> _DOCUMENT SECTION_
————————
Revo BL Conversion questions

[Sammus]

Quote:

Originally Posted by Serum

the internal resistance of a lower turn motor is higher than the higher turn one.

Artur (griffinru) made a motor calculator. those motors you mention are in his database.

Why is that? I thought I higher turn motor would have higher resistance? since with more turns the length of wire is longer and thus so is the resistance...

Also I couldn't find GriffinRU's calculator, but I found BrianG's datasheet which includes the specs of those motors, which seems to agree with my understanding.

Or is the internal resistance something different to just the normal resistance that I'm thinking of?


Also, with lower kv motors being higher torque, wouldnt that cancel out the extra current burst because you would have to gear a the lower kv motor higher, so it would be using more torque but at a lower rpm = same power...?

[Serum]

sorry for the confusion;

a higher KV motor (lower turn) has a lower internal resistance than a lower KV (higher turn)

and yes, you are right; the internal resistance of a lower turn (less length of wire with a larger diameter) has a lower internal resistance. That's why it can take more current.

Like i said; it simple takes a larger current burst to spin up a high kv motor, than a low kv motor. gearing would compensate the difference in gearing at the same inertia/speed. but bottom line is that the startup burst will be higher of a higher KV motor.

But that's not all;

One of the reasons why these motors heat up is because they are less ideal for partial load; this seems to be due to eddy currents that disturb the movement of the magnet. with thin sliced magnets (segmented or sintered) the eddy currents on partial load are remarkable lower, and makes it more ideal for partial load. magnetism is a weird thing.

it also takes an ideal gearing per wind of motor to get
into its own sweet-spot (read the story in BrianG's signature ' is my setup too hot ' this would illustrate why you can't simple say 'geared for the same speed with a different KV'

[BrianG]

I can see how it can be confusing for a person newly into brushless.

It comes down to this: it takes X amount of power to launch your vehicle with the acceleration and top speed you want. But you have to take gearing, weight, etc into consideration.

Power is volts X current. Looking at this formula, it's probably easy to see that for a given power, increasing the voltage decreases the current and vice versa. However high power is easier and more efficient to obtain with higher voltage and lower current. Lower currents are drawn when using higher turn motors (higher resistance).
————————
> _YOUR TASKS_
(1) In the Revo BL conversion thread, what reason is given for a lower-turn motor being able to take more current?
(2) Mark each statement (a), (b), (c) yes or no for whether it agrees with the Revo BL conversion thread, and quote the text's deciding words. (a) Sammus located GriffinRU's motor calculator. (b) Thin sliced magnets reduce eddy currents on partial load. (c) Higher turn motors draw higher currents.
(3) Pick up the Revo BL conversion thread after its final sentence and carry it forward.
————————
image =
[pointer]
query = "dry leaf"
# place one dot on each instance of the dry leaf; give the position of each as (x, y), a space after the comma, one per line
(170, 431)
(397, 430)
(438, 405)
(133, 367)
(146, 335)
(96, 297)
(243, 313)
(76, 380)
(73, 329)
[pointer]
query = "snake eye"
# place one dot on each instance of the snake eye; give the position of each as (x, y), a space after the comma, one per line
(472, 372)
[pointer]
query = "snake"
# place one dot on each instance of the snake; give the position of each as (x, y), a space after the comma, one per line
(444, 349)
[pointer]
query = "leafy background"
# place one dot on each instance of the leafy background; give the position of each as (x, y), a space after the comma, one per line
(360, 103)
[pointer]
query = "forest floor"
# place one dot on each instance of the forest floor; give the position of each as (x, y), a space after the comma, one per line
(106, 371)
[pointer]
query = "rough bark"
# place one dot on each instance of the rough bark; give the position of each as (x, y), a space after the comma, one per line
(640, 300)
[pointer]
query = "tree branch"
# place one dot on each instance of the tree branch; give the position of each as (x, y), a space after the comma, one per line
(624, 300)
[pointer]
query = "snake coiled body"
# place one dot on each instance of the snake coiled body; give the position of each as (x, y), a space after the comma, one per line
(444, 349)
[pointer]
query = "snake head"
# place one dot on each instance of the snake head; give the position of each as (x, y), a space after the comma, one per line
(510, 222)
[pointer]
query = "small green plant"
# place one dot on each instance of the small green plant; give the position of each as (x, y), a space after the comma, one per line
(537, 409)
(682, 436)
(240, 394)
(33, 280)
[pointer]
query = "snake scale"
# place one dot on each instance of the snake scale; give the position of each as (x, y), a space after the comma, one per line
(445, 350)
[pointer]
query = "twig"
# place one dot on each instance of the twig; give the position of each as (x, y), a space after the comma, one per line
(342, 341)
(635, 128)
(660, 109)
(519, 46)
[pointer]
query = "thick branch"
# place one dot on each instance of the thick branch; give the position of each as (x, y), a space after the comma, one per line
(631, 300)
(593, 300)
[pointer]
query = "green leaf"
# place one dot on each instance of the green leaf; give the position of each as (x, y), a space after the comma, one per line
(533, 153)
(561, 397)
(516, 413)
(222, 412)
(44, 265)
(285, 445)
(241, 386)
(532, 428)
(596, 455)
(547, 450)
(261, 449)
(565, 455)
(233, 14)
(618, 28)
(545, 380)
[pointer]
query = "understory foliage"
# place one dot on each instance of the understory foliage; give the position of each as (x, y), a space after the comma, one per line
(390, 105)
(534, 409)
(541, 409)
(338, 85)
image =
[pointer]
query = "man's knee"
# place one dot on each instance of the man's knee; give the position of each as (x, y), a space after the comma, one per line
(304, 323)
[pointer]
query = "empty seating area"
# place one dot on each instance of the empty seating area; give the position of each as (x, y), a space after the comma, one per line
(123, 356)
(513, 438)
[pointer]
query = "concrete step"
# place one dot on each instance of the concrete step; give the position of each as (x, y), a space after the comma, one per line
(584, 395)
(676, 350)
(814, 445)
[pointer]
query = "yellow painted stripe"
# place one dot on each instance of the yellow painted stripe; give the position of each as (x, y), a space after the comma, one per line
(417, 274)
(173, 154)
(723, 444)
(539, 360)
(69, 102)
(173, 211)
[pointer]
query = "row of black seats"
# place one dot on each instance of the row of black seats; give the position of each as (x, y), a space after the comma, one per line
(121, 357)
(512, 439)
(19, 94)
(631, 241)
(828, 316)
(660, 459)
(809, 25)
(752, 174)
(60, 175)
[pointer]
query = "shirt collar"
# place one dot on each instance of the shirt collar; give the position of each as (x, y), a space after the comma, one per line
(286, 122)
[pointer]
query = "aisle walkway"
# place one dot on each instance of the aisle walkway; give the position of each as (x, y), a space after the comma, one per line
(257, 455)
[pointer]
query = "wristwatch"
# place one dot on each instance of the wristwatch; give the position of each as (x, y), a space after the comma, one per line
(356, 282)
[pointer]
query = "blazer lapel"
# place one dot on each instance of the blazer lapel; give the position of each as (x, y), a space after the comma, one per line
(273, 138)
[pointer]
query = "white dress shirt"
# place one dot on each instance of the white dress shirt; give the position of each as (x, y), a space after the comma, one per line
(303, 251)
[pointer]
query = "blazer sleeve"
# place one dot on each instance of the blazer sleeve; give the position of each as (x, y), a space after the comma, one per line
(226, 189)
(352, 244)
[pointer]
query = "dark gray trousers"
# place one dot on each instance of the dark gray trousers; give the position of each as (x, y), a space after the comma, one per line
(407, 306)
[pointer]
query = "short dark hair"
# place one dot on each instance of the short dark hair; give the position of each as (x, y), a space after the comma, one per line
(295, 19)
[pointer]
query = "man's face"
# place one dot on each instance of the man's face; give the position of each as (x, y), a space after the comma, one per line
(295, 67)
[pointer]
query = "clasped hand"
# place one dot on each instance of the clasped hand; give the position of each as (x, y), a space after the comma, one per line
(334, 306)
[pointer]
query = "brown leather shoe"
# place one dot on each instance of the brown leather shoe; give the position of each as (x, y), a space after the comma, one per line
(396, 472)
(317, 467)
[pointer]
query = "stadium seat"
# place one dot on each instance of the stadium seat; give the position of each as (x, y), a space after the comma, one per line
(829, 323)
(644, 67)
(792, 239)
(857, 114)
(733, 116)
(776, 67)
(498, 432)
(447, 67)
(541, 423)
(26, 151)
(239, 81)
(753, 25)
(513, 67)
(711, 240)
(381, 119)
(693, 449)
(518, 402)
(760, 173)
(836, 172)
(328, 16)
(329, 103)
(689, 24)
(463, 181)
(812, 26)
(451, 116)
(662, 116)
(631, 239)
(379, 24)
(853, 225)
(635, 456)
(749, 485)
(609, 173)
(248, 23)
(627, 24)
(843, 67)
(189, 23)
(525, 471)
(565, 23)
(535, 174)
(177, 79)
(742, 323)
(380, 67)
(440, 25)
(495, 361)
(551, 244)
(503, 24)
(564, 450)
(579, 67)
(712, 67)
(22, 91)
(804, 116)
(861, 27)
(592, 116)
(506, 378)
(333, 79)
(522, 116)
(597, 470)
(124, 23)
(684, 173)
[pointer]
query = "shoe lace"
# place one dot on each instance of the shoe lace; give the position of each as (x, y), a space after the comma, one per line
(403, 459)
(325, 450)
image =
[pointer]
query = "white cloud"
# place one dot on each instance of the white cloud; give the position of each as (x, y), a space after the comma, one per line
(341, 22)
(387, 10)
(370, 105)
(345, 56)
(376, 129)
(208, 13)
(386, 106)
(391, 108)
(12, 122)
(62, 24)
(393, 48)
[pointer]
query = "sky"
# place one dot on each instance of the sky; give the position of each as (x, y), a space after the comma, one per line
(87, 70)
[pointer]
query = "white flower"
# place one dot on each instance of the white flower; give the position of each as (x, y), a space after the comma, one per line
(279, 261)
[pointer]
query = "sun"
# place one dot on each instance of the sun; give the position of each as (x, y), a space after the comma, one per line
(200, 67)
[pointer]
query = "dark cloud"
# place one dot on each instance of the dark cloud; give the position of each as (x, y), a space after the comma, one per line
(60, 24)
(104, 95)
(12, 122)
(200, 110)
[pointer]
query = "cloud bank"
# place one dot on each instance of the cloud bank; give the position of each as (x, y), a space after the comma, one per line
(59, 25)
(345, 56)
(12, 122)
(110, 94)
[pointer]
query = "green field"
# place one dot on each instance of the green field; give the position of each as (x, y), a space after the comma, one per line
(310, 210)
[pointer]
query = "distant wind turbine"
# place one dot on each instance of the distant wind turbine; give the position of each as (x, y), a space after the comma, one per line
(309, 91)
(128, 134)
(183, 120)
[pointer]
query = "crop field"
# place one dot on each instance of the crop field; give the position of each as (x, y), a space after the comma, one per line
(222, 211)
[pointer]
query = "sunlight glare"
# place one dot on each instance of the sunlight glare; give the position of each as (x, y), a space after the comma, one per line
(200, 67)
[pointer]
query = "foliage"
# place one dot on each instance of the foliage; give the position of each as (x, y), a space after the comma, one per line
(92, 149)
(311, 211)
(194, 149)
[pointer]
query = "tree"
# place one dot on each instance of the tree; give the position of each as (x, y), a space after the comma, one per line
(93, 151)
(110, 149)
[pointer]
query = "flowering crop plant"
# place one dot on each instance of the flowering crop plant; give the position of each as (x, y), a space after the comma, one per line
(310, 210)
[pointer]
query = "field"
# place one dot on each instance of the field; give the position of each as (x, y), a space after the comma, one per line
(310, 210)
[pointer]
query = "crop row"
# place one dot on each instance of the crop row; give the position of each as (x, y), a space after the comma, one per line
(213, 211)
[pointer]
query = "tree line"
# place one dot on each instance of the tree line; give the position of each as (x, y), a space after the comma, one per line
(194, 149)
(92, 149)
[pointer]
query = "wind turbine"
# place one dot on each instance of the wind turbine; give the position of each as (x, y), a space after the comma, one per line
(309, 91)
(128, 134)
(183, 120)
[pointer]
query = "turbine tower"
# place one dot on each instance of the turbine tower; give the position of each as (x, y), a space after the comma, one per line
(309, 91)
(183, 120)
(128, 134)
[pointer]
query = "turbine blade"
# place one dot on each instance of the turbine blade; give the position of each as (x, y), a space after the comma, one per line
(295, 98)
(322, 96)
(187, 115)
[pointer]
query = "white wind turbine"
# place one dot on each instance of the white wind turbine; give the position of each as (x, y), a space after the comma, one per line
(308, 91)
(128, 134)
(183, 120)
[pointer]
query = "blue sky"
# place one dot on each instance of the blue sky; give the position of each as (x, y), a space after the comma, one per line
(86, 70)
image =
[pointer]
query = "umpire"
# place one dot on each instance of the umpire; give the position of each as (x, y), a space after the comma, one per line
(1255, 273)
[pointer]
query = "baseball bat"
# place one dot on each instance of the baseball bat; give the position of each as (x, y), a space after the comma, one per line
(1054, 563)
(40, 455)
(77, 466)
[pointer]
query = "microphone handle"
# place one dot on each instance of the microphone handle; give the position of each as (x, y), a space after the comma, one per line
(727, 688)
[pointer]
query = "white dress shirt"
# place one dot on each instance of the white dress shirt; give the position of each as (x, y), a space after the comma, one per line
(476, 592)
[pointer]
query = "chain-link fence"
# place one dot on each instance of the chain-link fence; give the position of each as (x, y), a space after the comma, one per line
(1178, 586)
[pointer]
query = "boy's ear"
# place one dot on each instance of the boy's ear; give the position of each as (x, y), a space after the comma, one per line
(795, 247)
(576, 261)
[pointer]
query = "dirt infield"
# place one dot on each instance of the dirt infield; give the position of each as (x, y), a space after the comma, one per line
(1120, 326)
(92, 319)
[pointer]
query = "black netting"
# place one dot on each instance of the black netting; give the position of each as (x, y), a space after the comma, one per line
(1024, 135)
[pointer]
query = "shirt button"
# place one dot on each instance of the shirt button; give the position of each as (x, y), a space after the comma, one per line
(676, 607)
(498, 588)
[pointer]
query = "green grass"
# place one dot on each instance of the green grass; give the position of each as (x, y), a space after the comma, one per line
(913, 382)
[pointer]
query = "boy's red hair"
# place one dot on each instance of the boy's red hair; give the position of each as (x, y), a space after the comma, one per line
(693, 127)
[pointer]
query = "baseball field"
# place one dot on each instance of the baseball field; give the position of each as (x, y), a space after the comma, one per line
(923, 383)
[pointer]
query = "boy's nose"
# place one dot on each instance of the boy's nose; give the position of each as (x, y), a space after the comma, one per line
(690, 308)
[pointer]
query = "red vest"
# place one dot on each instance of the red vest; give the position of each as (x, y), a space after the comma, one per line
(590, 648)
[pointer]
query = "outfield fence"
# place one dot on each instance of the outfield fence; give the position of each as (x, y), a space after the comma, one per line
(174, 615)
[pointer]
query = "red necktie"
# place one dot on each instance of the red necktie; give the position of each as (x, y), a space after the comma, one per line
————————
> _EXERCISE RESPONSES_
(1) It has a lower internal resistance, because its wire is shorter and of larger diameter.

(2)
(a) No: "Also I couldn't find GriffinRU's calculator"
(b) Yes: "with thin sliced magnets (segmented or sintered) the eddy currents on partial load are remarkable lower"
(c) No: "Lower currents are drawn when using higher turn motors (higher resistance)."

(3)
Torque is dependant on motor kv and current. Torque (in ft-lbs) is 1352 / kv X amps / 192. So, decreasing kv or increasing current creates more torque. For the same kv, larger motors will generate more torque compared to a smaller motor. This is because they will draw more current (lower resistance).

For example, lets say you think you need 1500w to make the vehicle perform like you want. Let's say you have a 6s and 4s battery. 6s (22.2v) requires 67A. 4s (14.8v) requires 101A. The 6s option is better to use 6s than 4s because of the lower current. You generally pick the highest voltage your ESC and wallet will support. Then, you pick your motor kv based on that voltage. Some motors have a higher max rpm than others. Cheaper motors lose efficiency at higher rpms. Feigao/Wanderer motors typically operate best at around 35k max rpm. Better motors operate better at higher rpms (like up to around 58k for Neu).

You also have to pick the proper size motor (for torque) based on the size and weight of vehicle. Larger vehicles like buggies, truggies, MTs, etc work better with larger motors like XL series, or Neu 1512 or 1515 series, or an equivalent size motor.

So really, when designing a system, you start by picking the size motor you'll need (for the torque). Then, decide the voltage (higher is always better). Then, pick the motor kv based on that voltage by dividing the max rpm by the voltage you decided on.

[lincpimp]

Well put Brian, I could not have said it better myself. The cheaper motors also seem to prefer lower current draws (lower kv models). Case in point, a feigao 9l on 3s and a 15l on 5s. I have tried both in my 2wd emaxx, both geared for the same speed. The 15l does not get much more than warm, but the 9l runs hot, and requires good batteries to perform.

[BrianG]

Yeah, along with the hard formulas, there IS a certain amount of user experience that helps when making motor selections.

[lincpimp]

Brian do you think that there is any specific reason that the lower kv feigao motors work cooler than the higher kv motors? Is it just the extra torque and lower current demands, or am I just seeing the battery perform better due to less load on it? Setups were almost identical, but I have about 80amps cont on the 5s, and more like 120 amps on the 3s.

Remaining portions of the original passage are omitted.